* [What the exercise asks]: Pull out the records from the first line through the line with "pixel 162 27" and copy them word for word.

* [Data entries]:
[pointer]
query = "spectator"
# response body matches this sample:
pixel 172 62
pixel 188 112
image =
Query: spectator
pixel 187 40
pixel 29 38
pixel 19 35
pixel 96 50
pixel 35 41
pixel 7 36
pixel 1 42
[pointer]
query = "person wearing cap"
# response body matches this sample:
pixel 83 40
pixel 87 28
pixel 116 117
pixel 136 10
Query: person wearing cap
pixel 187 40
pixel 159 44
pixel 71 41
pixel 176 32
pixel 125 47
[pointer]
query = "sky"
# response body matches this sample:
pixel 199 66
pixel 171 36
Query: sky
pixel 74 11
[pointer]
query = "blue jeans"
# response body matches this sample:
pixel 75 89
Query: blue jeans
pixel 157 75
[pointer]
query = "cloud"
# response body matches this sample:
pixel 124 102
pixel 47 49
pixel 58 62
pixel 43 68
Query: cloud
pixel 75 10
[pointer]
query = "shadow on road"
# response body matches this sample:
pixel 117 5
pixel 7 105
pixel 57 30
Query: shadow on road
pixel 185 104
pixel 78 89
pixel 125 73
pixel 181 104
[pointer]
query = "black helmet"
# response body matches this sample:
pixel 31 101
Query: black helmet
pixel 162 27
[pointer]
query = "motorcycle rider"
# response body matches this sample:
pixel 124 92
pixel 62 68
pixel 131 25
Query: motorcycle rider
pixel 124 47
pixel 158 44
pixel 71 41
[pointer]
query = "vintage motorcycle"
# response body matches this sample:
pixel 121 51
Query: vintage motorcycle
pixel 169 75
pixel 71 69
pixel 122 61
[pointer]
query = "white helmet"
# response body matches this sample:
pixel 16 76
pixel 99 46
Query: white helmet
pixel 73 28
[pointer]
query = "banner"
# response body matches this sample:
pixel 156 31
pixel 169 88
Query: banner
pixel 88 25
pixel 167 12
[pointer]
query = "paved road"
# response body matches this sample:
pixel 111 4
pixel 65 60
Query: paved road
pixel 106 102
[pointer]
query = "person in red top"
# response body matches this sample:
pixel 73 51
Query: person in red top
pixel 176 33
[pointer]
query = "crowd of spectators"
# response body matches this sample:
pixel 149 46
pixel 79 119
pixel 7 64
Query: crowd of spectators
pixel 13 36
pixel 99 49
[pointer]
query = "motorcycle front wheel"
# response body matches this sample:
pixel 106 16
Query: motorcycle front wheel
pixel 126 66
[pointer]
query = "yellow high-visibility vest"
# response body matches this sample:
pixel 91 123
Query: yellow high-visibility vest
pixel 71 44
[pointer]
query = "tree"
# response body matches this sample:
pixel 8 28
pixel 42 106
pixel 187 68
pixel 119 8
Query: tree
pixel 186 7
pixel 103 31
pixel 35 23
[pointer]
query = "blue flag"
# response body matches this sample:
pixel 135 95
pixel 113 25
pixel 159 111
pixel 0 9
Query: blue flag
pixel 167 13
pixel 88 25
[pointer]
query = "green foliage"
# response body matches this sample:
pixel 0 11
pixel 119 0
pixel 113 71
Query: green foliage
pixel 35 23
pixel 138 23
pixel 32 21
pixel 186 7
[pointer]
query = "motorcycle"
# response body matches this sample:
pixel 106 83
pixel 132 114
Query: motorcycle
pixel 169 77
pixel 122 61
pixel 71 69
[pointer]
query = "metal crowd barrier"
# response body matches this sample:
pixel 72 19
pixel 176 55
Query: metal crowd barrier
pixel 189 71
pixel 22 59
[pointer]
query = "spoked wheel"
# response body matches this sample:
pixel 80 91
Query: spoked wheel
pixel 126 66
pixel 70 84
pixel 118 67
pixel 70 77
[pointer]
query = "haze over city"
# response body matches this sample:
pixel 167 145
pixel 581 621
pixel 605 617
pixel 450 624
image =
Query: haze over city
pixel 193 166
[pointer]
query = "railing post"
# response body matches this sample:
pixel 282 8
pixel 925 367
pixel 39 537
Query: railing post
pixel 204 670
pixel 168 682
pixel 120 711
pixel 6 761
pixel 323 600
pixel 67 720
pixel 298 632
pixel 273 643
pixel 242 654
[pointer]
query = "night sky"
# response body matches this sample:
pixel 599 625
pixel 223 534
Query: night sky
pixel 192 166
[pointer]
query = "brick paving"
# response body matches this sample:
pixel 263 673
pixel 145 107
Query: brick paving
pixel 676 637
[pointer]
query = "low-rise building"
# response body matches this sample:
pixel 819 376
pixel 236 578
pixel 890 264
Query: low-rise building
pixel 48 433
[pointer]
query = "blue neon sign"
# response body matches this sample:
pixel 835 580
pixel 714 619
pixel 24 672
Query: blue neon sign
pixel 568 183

* [Response]:
[pointer]
query = "spectator"
# response body matches this sample:
pixel 172 62
pixel 188 112
image =
Query: spectator
pixel 187 40
pixel 29 38
pixel 19 35
pixel 96 50
pixel 35 41
pixel 7 36
pixel 1 42
[pointer]
query = "person wearing cap"
# response body matches this sample:
pixel 83 40
pixel 87 28
pixel 116 117
pixel 136 10
Query: person wearing cap
pixel 187 40
pixel 159 44
pixel 71 41
pixel 176 32
pixel 125 47
[pointer]
query = "sky"
# response body matches this sample:
pixel 199 66
pixel 171 36
Query: sky
pixel 74 11
[pointer]
query = "blue jeans"
# response body matches this sample:
pixel 75 89
Query: blue jeans
pixel 157 75
[pointer]
query = "cloud"
# response body matches this sample:
pixel 124 102
pixel 47 49
pixel 58 62
pixel 43 68
Query: cloud
pixel 75 10
[pointer]
query = "shadow on road"
# response body matches this sample:
pixel 117 5
pixel 7 105
pixel 57 30
Query: shadow on road
pixel 185 104
pixel 78 89
pixel 125 73
pixel 181 104
[pointer]
query = "black helmet"
# response body matches this sample:
pixel 31 101
Query: black helmet
pixel 162 27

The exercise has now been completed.